REQUIREMENT |
Copy out the line containing "the woman with" and each line after it, through the last one in the material, exactly as written.

Location identification entries:
+---+

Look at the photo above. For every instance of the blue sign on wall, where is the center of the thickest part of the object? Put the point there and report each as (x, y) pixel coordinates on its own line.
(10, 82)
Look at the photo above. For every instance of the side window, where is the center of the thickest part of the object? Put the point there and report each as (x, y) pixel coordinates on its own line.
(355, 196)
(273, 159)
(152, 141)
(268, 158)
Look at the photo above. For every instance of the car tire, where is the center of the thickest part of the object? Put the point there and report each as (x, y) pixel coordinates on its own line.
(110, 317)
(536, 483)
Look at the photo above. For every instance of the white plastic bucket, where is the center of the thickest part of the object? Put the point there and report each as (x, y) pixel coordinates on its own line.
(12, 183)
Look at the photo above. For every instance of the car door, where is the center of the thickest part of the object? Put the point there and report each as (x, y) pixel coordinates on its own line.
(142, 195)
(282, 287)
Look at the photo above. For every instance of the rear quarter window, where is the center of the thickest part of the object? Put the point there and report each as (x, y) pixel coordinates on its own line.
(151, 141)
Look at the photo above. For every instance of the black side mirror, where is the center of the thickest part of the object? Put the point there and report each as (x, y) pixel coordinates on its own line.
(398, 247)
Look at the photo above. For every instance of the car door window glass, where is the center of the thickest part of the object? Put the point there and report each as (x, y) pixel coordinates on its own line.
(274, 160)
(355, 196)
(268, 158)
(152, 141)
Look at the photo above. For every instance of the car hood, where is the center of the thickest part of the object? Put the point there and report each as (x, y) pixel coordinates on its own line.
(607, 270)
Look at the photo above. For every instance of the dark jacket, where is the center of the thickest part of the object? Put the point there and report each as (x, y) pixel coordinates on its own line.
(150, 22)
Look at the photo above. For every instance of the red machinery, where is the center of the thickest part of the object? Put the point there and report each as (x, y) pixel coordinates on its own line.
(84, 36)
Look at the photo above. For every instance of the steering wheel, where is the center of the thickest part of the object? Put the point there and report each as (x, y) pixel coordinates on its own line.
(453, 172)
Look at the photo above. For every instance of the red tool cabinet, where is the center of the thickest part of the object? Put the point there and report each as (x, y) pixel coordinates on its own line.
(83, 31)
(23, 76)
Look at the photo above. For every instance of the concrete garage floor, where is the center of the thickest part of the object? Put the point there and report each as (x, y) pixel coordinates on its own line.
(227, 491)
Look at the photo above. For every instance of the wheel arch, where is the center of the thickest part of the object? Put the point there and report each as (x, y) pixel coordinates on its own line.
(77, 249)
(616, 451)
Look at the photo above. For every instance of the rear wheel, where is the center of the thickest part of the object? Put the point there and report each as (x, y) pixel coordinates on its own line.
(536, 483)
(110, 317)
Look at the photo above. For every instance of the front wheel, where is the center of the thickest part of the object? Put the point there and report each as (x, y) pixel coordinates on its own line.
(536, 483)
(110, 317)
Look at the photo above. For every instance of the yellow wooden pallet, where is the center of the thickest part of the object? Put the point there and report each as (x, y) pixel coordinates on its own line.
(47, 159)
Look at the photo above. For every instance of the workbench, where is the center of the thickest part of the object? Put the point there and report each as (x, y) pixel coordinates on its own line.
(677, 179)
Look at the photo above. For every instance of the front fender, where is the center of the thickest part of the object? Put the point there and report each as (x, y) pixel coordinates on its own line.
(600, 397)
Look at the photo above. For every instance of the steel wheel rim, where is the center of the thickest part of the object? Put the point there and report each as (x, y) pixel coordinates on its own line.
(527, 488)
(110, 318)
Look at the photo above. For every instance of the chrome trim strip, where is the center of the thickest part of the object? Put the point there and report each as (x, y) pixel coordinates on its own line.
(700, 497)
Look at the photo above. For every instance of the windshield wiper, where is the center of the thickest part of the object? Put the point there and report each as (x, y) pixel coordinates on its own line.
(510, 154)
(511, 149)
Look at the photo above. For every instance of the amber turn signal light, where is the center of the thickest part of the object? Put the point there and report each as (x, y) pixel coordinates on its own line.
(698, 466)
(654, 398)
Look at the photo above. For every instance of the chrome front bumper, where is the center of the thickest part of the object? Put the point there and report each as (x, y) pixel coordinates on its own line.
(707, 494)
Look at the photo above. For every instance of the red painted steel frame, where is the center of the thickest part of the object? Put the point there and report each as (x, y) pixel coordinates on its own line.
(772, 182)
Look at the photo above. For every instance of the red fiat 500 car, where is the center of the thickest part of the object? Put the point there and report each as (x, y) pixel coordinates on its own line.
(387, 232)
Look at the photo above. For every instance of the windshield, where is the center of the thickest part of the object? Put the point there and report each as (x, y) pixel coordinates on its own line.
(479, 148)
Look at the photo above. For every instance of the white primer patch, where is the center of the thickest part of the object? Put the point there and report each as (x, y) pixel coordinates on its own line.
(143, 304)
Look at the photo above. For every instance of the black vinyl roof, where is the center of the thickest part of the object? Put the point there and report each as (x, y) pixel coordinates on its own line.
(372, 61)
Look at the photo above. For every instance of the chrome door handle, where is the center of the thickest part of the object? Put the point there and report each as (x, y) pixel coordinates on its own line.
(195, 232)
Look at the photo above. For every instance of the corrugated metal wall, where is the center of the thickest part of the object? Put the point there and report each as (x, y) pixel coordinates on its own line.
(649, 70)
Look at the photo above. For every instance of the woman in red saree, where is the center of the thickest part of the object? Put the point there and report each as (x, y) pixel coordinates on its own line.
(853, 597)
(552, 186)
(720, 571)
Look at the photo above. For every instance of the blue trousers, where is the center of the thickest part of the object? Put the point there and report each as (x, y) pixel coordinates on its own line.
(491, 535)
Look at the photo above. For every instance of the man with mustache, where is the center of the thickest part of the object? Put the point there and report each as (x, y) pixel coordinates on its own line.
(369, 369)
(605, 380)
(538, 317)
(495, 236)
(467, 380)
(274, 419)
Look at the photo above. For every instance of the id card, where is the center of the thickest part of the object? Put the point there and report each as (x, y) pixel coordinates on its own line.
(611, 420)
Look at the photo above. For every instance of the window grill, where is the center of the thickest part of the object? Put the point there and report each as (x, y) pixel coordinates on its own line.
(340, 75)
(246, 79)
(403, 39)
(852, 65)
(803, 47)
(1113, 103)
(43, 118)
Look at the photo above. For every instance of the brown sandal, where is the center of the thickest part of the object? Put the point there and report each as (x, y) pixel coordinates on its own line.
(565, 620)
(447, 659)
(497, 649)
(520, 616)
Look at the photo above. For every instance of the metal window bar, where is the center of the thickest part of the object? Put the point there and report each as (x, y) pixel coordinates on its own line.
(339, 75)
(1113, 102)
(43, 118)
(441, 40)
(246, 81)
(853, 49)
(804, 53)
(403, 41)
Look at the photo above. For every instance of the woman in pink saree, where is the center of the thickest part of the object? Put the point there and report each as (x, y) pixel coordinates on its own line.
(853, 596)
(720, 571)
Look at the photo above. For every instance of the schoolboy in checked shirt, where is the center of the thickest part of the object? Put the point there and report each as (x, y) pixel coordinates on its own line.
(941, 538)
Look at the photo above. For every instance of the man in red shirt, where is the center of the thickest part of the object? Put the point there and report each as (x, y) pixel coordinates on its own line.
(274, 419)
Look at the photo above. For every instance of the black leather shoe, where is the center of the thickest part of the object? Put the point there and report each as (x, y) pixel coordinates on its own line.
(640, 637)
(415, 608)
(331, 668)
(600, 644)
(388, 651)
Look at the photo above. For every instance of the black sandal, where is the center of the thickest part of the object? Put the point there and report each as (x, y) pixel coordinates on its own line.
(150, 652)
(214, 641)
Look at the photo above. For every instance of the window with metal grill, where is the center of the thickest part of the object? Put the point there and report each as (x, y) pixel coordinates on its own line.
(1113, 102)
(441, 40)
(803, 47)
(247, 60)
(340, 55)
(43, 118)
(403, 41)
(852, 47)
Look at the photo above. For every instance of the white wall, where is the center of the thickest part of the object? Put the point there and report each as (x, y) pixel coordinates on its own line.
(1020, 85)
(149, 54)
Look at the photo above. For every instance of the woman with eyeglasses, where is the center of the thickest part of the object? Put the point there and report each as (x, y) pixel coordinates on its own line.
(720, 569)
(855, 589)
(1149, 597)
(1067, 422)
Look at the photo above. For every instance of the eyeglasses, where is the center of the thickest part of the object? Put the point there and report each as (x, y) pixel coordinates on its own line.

+---+

EXERCISE OUTPUT |
Look at the photo above. For every instance of the woman with eyeglasses, where is the center of the thickest part of the object? Put the point there and report each as (x, y) pixel coordinates on its own line.
(720, 569)
(855, 589)
(1149, 597)
(1067, 422)
Look at the photo above. For every instance of the eyeglasses, where is the center of the thickest part of the object? Put the point there and report each as (x, y) pixel coordinates on its own line.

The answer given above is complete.